PAGE EXCERPT
*** Block opens ***
Jeremy D. Brown, the John C. Malone Assistant Professor in the Department of Mechanical Engineering, explores the interface between humans and robotics, with a specific focus on medical applications and haptic feedback.
Brown’s research sits at the intersection of engineering, biomechatronics, medicine, and psychophysics. He develops novel haptic interfaces for upper-limb prosthetics and minimally invasive surgical robotics. Applications of this research include giving amputees a sense of touch through their prostheses, and helping surgeons use surgical robots to improve their accuracy and precision when performing delicate procedures.
Brown’s team in his Haptics and Medical Robotics (HAMR) lab uses methods from human perception, motor control, neurophysiology, and biomechanics to study the human perception of touch, especially as it relates to applications of human-robot interaction and collaboration. Elements of HAMR’s research could lead to breakthroughs in additional fields, including rehabilitation robotics.
In 2017, Brown received National Science Foundation funding for a project to develop better haptic interfaces by providing the robotic system with information regarding the physiological changes that occur in the human body when it is mechanically coupled to the robotic system. He is also the recipient of an NSF Graduate Research Fellowship, the Best Student Paper Award at the 2012 IEEE Haptics Symposium, and the Penn Postdoctoral Fellowship for Academic Diversity.
*** Block closes ***
AVAILABLE DATA
*** Block opens ***
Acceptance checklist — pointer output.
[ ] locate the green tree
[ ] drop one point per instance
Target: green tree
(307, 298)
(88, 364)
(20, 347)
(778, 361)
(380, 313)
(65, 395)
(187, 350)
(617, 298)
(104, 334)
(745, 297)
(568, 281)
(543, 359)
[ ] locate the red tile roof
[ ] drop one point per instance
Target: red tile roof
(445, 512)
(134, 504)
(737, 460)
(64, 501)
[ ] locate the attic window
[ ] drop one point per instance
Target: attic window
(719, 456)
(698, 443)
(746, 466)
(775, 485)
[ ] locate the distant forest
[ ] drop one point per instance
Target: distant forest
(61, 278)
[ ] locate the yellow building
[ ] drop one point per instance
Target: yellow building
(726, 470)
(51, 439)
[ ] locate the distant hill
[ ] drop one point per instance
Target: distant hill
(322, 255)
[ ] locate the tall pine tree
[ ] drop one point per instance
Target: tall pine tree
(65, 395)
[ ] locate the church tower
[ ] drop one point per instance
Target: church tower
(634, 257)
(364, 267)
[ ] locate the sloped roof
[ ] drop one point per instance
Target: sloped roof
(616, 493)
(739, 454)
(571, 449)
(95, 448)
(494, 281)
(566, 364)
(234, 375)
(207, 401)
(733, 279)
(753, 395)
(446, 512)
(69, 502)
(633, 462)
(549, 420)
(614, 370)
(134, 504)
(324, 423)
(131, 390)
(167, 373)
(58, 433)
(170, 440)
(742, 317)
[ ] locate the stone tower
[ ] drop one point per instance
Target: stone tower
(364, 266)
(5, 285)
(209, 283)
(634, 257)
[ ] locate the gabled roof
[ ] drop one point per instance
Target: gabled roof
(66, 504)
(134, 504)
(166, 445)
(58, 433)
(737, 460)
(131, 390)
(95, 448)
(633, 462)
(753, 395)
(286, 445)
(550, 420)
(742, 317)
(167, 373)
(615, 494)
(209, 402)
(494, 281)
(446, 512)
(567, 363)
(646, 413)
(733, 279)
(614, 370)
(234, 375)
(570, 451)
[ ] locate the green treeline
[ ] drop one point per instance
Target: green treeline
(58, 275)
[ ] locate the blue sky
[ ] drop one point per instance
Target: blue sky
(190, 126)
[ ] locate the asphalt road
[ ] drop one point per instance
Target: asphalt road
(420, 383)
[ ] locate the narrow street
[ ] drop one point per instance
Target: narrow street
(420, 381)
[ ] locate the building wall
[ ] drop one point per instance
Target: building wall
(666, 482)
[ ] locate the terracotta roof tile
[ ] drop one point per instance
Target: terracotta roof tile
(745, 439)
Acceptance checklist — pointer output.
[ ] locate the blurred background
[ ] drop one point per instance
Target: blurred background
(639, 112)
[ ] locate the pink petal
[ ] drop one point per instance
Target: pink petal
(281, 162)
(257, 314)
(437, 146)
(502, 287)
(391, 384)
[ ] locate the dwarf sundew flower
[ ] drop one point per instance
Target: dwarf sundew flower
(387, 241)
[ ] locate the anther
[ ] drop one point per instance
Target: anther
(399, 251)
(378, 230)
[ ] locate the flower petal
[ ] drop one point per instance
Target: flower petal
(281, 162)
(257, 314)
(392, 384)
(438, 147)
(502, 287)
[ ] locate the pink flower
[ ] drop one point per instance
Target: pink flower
*** Block closes ***
EXPLORE THE MATERIAL
A. Which fields does the profile of Jeremy D. Brown say his research sits at the intersection of?
B. Can you write the next part of the profile of Jeremy D. Brown, starting after its final sentence?

PER-TASK OUTPUTS
A. engineering, biomechatronics, medicine, psychophysics

B.
He is a member of the Institute of Electrical and Electronics Engineers’ (IEEE) Robotics and Automation Society, American Society of Mechanical Engineers (ASME), and National Society of Black Engineers (NSBE). Brown’s work has appeared in a number of peer-reviewed journals, including the Journal of Neuroengineering and Rehabilitation, IEEE Transactions on Haptics, IEEE Transactions on Biomedical Engineering, and IEEE Transactions on Neural Systems and Rehabilitation Engineering.
Brown is a graduate of the Atlanta University Center’s Dual Degree Engineering Program, earning bachelor’s degrees in Applied Physics and Mechanical Engineering from Morehouse College and the University of Michigan, respectively. He received his MSE and PhD in Mechanical Engineering at the University of Michigan, where he worked on haptic feedback for upper-extremity prosthetic devices. Prior to joining Johns Hopkins in 2017, he was a postdoctoral research fellow at the University of Pennsylvania.